Rows from a collection
>>>

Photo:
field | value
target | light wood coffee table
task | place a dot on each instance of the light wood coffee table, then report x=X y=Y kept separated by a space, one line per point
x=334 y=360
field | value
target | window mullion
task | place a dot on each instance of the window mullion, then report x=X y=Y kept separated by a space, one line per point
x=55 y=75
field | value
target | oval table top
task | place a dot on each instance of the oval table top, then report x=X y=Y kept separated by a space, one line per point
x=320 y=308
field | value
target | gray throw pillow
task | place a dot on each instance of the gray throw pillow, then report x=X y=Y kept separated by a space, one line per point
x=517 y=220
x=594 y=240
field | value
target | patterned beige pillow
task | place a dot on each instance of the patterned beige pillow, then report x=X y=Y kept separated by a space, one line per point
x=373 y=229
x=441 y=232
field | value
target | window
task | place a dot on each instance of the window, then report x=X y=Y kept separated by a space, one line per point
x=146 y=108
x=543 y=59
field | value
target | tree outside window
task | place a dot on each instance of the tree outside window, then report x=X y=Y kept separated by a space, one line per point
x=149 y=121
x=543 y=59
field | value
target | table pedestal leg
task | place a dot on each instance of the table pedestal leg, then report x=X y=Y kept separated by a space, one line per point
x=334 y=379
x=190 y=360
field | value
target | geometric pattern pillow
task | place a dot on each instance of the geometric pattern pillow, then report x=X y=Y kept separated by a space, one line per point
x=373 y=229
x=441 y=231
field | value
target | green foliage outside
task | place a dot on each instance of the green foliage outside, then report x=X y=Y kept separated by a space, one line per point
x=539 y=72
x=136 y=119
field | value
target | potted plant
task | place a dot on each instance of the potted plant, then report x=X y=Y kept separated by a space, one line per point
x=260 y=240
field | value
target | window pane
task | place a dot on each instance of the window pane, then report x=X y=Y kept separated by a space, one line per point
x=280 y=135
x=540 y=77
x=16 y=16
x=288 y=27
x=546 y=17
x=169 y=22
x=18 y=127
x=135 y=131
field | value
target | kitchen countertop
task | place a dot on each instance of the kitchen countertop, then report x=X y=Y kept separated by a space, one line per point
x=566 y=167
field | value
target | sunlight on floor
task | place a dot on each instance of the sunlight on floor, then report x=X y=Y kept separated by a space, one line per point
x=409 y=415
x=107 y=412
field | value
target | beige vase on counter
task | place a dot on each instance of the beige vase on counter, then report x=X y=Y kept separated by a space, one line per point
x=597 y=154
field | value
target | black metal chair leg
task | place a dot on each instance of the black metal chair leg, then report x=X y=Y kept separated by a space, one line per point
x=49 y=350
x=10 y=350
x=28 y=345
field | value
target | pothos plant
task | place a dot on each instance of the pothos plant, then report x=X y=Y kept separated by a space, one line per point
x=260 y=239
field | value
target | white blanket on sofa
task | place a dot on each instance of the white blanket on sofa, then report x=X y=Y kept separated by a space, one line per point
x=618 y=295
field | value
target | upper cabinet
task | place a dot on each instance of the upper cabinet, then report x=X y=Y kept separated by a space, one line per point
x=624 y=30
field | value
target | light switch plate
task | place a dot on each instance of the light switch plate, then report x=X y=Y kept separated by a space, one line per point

<<<

*What you have to do:*
Copy every row above word for word, changing nothing.

*The solution:*
Photo:
field | value
target | light wood coffee table
task | place a dot on each instance of the light wood coffee table, then report x=X y=Y kept separated by a space, one line per point
x=334 y=360
field | value
target | window mullion
task | place a dot on each instance of the window mullion, then report x=X y=Y kept separated by a space, one line per point
x=55 y=75
field | value
target | oval table top
task | place a dot on each instance of the oval table top, then report x=X y=Y kept separated by a space, one line per point
x=320 y=308
field | value
target | gray throw pillow
task | place a dot on each instance of the gray throw pillow, then report x=X y=Y kept separated by a space, one line per point
x=517 y=220
x=594 y=240
field | value
target | patterned beige pillow
task | place a dot on each instance of the patterned beige pillow, then report x=X y=Y kept separated by a space, one line per point
x=373 y=229
x=441 y=232
field | value
target | window
task | place a dot on each instance of the window, then report x=X y=Y kept separated by a space, one line per point
x=146 y=108
x=543 y=59
field | value
target | tree outside window
task | place a dot on each instance of the tree outside window, then report x=X y=Y kept separated by a space, one line per point
x=149 y=121
x=543 y=59
field | value
target | table pedestal leg
task | place a dot on each instance of the table pedestal leg, then report x=X y=Y kept separated by a space, one line per point
x=334 y=379
x=190 y=360
field | value
target | geometric pattern pillow
task | place a dot on each instance of the geometric pattern pillow, then report x=X y=Y kept separated by a space, one line per point
x=373 y=229
x=441 y=231
field | value
target | green foliage outside
task | place a dot on each instance of the green foliage outside, then report x=X y=Y kept separated by a space, one line per point
x=539 y=72
x=136 y=119
field | value
target | potted plant
task | place a dot on each instance of the potted plant, then report x=X y=Y kept separated by a space, one line per point
x=260 y=240
field | value
target | window pane
task | place a dot on each instance of the window pane, then report x=X y=Y kept separated by a space, one line per point
x=280 y=135
x=540 y=77
x=16 y=16
x=288 y=27
x=546 y=17
x=169 y=22
x=18 y=127
x=135 y=131
field | value
target | kitchen countertop
task | place a dot on each instance of the kitchen countertop, then report x=X y=Y kept separated by a space, one line per point
x=566 y=167
field | value
target | sunlight on floor
task | place a dot on each instance of the sunlight on floor, then report x=X y=Y kept separated by a space, one line per point
x=409 y=415
x=107 y=412
field | value
target | beige vase on counter
task | place a dot on each instance of the beige vase on counter, then report x=X y=Y kept separated by a space, one line per point
x=597 y=154
field | value
target | black metal chair leg
task | place a dot on each instance of the black metal chair leg, then report x=X y=Y kept separated by a space, one line per point
x=49 y=350
x=10 y=350
x=28 y=345
field | value
target | pothos plant
task | place a dot on each instance of the pothos plant, then report x=X y=Y kept separated by a space, one line per point
x=260 y=239
field | value
target | white blanket on sofa
task | place a dot on each instance of the white blanket on sofa, then report x=X y=Y kept separated by a space, one line per point
x=618 y=295
field | value
target | upper cabinet
task | place a dot on each instance of the upper cabinet, then report x=X y=Y kept separated by a space, one line per point
x=624 y=30
field | value
target | light switch plate
task | place a dot on each instance of the light switch plate, then report x=X y=Y kept separated by a space, one line per point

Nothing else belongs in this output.